### [WORK INSTRUCTIONS]
The range to reproduce runs from the line containing "the nose ->" through the last line of the listing below; give exactly those lines and no others.

### [DATA FOR THIS EXERCISE]
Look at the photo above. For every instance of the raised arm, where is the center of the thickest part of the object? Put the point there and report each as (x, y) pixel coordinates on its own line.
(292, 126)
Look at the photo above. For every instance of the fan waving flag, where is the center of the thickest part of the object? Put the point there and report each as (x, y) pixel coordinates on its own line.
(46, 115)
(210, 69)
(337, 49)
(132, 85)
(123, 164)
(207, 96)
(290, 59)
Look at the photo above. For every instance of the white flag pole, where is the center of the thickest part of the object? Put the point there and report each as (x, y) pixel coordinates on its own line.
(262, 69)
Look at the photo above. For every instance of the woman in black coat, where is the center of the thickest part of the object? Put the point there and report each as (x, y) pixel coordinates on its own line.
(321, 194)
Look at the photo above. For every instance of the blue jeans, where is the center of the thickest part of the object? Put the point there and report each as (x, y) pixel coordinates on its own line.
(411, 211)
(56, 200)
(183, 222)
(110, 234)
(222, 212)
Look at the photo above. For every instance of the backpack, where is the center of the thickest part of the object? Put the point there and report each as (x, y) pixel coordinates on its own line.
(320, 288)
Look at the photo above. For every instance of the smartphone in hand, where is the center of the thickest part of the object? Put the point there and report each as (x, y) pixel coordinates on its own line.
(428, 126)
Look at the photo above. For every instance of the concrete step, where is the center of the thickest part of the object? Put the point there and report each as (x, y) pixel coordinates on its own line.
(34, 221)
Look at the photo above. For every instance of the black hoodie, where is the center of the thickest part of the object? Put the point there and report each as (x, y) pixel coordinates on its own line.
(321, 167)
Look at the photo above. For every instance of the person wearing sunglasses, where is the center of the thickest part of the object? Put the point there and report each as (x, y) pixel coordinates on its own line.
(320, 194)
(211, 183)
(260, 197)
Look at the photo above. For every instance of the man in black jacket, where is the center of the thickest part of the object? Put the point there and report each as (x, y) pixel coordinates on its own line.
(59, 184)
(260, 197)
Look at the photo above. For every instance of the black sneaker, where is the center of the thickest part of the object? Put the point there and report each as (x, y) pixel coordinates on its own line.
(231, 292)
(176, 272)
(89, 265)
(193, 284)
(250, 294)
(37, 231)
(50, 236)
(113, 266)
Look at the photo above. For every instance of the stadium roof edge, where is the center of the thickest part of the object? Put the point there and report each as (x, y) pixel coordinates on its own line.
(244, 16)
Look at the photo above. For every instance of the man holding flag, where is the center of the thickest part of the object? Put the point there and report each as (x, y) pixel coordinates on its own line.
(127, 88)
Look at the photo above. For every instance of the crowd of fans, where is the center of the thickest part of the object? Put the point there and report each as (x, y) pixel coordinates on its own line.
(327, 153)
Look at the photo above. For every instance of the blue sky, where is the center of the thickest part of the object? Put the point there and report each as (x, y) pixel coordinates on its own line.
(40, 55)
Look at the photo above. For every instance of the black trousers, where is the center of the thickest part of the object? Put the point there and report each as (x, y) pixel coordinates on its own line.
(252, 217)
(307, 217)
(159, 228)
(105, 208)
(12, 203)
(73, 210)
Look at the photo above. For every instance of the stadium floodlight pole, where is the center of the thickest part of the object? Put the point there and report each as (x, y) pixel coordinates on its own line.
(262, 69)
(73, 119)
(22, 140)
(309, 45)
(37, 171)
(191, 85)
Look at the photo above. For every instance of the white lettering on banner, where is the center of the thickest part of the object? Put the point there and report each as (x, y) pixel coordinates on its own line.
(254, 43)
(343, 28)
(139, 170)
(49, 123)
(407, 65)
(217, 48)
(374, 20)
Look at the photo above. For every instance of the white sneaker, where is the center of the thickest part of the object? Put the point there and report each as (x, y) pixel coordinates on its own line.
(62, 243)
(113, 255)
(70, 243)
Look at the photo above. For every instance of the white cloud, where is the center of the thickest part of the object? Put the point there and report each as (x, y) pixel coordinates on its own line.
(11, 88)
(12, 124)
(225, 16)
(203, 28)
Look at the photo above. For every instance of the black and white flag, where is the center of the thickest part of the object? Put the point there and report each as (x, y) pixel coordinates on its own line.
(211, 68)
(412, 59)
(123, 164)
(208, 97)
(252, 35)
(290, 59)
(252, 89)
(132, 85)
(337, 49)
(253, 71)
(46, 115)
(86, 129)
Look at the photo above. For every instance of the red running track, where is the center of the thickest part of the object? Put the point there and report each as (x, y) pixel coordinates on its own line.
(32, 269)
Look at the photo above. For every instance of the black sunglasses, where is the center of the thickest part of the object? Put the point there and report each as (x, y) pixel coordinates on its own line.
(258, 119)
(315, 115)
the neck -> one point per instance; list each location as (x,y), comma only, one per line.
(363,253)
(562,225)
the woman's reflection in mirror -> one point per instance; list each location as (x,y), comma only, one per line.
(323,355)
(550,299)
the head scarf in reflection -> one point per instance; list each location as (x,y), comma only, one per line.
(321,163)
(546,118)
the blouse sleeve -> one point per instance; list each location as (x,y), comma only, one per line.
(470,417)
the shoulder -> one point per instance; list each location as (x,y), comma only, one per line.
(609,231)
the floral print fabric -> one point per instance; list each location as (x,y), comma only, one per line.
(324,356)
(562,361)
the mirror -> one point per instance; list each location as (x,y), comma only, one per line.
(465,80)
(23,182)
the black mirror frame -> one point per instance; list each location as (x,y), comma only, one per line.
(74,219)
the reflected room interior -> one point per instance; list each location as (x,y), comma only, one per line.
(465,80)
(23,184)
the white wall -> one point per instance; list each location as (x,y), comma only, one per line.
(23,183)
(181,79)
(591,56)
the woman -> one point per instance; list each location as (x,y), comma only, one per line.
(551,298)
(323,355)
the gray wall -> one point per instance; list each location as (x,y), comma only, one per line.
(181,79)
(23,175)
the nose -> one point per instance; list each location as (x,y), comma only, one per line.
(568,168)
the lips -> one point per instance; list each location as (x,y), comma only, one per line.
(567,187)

### [EXERCISE OUTPUT]
the nose -> one point per instance; list each location as (x,y), comma only, one per line.
(568,168)
the lips -> one point per instance; list each location as (x,y), comma only, one per line.
(567,187)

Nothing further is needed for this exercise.